Le riflessioni sono molteplici e mi è naturale confrontarmi con lei poiché le nostre professioni condividono il compito della tutela dei figli.
La separazione, indipendentemente dall’età, è per i figli un evento imprevisto, difficile e doloroso poiché per loro è inaccettabile e irragionevole considerare che i genitori si separino nonostante oggi, dopo anni di ricerche e controversie, sia riconosciuto quanto la convivenza litigiosa sia potenzialmente più dannosa della separazione.

Scegliere quindi questa trasformazione quando non c’è più amore è davvero un atto responsabile e importante anche nei confronti dei figli; questa consapevolezza, infatti, non coinvolge i figli nelle decisioni personali e gli adulti si autorizzano invece la possibilità di realizzare una riorganizzazione familiare dove riconoscersi reciprocamente il diritto e il dovere di condividerne la crescita.

VOCI ELENCATE

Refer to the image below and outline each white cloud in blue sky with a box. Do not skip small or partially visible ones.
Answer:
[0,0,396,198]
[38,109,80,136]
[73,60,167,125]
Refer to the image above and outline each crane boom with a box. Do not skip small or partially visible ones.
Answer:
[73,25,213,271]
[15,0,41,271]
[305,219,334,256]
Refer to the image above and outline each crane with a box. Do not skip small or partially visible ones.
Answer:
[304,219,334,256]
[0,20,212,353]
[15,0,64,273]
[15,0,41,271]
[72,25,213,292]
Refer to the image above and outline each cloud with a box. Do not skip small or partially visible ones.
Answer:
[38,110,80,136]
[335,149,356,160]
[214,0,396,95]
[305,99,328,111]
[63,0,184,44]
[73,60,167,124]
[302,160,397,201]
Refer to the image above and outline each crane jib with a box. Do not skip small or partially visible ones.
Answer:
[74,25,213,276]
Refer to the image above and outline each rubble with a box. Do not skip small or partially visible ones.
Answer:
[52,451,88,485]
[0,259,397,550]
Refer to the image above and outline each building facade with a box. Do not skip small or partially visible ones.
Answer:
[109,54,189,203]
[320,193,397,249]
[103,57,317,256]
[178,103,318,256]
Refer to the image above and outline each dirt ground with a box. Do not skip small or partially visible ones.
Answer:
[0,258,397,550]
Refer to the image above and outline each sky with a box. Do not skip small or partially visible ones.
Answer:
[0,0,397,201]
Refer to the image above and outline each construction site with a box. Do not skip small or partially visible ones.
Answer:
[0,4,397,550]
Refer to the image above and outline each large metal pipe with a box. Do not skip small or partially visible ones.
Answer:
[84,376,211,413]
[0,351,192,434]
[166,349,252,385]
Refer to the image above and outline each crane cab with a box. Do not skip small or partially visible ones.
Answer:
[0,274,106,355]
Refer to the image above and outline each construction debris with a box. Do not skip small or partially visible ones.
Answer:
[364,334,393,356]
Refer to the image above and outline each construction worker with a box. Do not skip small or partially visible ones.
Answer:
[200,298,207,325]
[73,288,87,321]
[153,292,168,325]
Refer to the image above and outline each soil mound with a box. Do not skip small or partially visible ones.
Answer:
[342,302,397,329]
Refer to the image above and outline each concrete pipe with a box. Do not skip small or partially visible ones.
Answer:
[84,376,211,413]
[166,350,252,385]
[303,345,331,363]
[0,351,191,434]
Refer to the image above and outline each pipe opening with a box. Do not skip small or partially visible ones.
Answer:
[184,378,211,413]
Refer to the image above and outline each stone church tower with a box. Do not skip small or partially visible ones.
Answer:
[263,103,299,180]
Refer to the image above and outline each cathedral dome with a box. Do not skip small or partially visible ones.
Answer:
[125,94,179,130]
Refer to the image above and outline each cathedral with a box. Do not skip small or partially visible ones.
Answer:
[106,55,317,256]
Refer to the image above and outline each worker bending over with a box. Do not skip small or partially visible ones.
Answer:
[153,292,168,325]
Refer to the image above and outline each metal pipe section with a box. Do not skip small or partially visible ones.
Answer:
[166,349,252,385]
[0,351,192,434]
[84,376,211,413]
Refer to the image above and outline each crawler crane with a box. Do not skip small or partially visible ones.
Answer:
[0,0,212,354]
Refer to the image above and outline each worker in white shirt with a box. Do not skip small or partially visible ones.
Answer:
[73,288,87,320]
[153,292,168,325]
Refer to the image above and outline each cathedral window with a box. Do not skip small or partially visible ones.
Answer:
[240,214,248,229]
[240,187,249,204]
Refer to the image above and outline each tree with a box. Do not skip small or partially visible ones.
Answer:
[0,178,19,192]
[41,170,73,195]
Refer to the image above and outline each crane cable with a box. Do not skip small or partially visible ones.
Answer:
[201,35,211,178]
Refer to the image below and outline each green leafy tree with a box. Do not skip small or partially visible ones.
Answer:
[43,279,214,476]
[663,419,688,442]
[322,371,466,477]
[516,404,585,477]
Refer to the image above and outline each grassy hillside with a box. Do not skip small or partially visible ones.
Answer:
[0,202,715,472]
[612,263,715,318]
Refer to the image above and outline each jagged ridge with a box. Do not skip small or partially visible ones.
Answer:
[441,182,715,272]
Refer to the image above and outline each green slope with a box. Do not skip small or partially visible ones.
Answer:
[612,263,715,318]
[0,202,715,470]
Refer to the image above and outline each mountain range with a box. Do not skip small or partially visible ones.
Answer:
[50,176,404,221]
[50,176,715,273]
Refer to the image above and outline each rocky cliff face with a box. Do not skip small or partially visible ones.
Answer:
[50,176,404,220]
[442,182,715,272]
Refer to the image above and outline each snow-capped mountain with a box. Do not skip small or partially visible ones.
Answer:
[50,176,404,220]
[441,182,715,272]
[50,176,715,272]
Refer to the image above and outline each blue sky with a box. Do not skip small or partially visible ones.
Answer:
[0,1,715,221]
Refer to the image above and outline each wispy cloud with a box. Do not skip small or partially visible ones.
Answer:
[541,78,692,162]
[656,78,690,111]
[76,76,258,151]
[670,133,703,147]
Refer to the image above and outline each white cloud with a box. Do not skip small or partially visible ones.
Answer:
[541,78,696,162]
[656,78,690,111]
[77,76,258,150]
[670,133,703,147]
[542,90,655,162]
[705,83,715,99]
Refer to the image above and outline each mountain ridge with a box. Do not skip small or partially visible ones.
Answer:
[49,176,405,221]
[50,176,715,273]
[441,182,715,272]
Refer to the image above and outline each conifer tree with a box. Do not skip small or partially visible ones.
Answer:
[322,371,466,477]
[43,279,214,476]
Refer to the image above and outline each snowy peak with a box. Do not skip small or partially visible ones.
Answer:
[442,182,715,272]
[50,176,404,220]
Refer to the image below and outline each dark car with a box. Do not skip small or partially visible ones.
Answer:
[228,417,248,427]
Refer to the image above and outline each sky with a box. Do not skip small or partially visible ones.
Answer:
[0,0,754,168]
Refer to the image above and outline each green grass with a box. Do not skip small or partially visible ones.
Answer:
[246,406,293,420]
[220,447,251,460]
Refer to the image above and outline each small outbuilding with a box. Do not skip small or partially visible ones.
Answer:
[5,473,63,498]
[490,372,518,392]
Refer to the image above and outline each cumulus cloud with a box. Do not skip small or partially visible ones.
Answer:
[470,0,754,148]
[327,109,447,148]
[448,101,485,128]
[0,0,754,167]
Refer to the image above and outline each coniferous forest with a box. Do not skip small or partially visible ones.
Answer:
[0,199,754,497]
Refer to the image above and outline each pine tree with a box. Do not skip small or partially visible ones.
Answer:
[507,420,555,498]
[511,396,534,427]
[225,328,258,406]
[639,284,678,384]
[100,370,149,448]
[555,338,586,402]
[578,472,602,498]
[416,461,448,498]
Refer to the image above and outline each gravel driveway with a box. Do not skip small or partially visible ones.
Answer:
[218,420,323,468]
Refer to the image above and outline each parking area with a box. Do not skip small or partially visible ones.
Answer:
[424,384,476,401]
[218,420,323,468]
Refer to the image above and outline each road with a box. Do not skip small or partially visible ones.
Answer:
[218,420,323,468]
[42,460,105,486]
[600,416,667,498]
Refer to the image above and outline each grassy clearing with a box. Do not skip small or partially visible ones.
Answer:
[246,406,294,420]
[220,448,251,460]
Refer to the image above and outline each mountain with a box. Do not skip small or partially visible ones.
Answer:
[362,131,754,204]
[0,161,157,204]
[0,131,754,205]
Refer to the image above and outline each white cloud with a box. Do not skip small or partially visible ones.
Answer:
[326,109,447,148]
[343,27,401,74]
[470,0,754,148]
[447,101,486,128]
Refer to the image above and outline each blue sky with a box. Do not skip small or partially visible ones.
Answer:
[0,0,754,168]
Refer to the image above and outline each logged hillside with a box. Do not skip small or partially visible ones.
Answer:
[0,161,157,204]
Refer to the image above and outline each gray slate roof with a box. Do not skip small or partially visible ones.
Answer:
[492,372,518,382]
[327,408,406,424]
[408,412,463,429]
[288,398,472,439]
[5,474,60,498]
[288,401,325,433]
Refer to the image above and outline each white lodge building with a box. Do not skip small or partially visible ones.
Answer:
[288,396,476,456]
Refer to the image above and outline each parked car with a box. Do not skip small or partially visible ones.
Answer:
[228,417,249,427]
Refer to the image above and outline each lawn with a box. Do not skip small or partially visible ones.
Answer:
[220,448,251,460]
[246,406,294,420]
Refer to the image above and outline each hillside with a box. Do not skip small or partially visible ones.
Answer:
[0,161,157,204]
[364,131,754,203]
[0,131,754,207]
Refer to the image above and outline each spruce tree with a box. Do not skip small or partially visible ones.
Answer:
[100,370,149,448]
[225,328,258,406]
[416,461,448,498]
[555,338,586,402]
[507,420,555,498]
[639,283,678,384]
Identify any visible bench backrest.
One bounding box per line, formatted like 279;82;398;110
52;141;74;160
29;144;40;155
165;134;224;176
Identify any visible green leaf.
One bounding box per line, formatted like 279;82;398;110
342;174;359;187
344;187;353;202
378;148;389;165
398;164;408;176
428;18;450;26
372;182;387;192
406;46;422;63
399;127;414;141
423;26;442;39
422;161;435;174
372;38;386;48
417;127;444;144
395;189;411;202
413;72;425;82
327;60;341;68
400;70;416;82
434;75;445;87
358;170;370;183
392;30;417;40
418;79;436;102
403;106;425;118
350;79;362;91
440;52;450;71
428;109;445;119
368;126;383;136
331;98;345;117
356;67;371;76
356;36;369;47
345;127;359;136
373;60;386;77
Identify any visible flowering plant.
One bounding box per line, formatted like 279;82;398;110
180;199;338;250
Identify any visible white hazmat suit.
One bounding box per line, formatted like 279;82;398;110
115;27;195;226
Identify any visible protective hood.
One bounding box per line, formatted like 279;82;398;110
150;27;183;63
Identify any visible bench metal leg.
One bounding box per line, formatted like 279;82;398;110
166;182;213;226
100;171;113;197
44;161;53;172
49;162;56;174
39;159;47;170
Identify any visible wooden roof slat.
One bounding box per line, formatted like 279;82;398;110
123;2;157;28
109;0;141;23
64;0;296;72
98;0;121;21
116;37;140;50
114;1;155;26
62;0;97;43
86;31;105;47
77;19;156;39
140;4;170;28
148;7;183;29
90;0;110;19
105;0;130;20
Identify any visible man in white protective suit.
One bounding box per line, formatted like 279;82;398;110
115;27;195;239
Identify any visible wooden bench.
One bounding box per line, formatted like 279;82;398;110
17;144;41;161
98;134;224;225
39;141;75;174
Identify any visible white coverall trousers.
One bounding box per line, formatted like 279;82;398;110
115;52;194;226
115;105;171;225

COSA FARE
1. Rispondi in base al brano sulla separazione:
(a) Quale compito condividono le due professioni menzionate?
(b) Che cosa oggi è riconosciuto potenzialmente più dannoso della separazione?
(c) In quale condizione scegliere questa trasformazione è definito un atto responsabile?
2. Prosegui il brano sulla separazione dopo la sua ultima frase.
Le voci elencate qui non hanno alcun ruolo.

RISPOSTE
1.
(a) La tutela dei figli.
(b) La convivenza litigiosa.
(c) Quando non c'è più amore.

2.
Conosciamo entrambe la frase “è per mio figlio che lo faccio”, troppo spesso usata dagli adulti per coprire la rabbia, il risentimento o la paura; è proprio questa seria e oscura sovrapposizione di bisogni che ferisce e blocca i figli nella possibilità di mantenere sia il proprio posto che il proprio ruolo durante e dopo la ricomposizione familiare. In nome dei figli si perpetuano azioni, attacchi, ingiurie sia nelle stanze della legge che nelle stanze dell’aiuto senza comprendere come queste azioni, quando persistono con intensità e nel tempo, producono delle ferite interne profonde che difficilmente si ricompongono diventando blocchi emotivi permanenti. Sembra essere così difficile prendersi cura dei bisogni e dei diritti dei figli, non considerarli esseri dipendenti, indifesi, passivi e quindi immaturi e, soprattutto se piccoli, li si ritiene incapaci di comprendere e capire ciò che sta accadendo.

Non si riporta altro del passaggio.